— Start of Data lines —

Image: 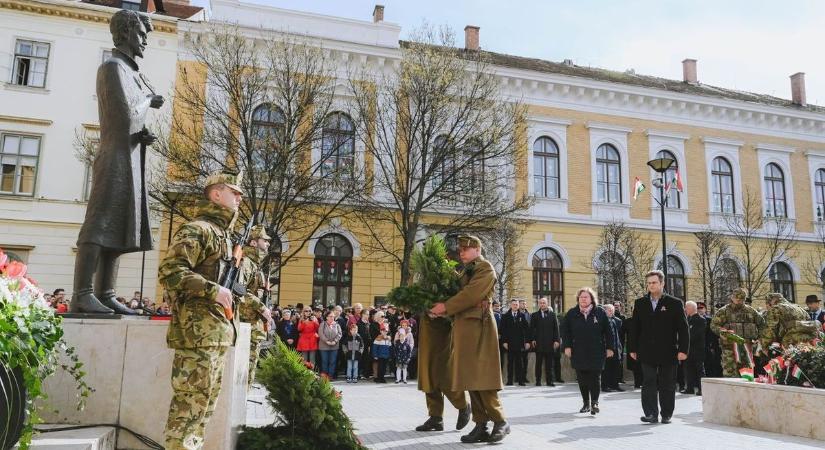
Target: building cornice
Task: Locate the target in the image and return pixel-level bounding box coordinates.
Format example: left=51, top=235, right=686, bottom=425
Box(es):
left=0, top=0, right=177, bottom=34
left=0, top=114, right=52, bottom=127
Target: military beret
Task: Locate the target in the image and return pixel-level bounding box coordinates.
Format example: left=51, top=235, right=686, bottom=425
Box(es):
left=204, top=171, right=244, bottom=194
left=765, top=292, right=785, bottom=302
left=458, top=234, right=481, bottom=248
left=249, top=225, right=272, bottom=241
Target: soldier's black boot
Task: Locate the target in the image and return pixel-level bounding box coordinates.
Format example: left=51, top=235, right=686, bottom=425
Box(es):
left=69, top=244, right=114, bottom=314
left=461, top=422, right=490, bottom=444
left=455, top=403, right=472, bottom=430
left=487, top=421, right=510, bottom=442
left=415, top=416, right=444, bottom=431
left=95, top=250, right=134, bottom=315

— End of Data lines —
— Start of Data lines —

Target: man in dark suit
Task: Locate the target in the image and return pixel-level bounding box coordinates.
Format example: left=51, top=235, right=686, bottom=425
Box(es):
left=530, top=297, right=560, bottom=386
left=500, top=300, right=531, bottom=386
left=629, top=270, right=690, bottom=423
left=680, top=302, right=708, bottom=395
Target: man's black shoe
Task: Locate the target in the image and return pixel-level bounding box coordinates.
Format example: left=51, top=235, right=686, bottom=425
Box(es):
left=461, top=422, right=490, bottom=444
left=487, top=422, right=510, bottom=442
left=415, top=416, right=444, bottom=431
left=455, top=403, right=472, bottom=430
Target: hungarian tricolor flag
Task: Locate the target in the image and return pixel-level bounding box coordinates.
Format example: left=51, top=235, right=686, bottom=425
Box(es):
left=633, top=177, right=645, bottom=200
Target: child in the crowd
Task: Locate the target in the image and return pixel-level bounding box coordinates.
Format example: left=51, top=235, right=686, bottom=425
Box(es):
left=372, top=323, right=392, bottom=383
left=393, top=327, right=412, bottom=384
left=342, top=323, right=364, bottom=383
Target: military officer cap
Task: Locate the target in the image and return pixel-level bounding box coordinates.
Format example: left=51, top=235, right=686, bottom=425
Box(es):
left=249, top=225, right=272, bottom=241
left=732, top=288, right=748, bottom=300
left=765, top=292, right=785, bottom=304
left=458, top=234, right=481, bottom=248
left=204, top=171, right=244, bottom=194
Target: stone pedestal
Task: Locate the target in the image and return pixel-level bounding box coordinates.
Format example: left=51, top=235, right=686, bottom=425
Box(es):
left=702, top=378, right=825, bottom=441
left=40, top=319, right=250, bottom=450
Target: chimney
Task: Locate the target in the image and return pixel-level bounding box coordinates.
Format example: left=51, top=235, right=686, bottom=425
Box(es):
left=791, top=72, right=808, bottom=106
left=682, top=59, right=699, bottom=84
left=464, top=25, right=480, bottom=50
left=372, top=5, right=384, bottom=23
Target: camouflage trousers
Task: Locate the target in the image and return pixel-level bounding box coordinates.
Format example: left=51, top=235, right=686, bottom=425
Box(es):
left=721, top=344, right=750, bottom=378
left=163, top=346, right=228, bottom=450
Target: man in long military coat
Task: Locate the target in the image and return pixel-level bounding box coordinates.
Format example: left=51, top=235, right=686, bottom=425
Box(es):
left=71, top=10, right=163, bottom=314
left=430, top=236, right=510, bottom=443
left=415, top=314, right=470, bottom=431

— End of Data lines —

Work required: How many lines in the entries above contain the string "military" with matching capitalization? Reply with the number only.

Reply to the task: 3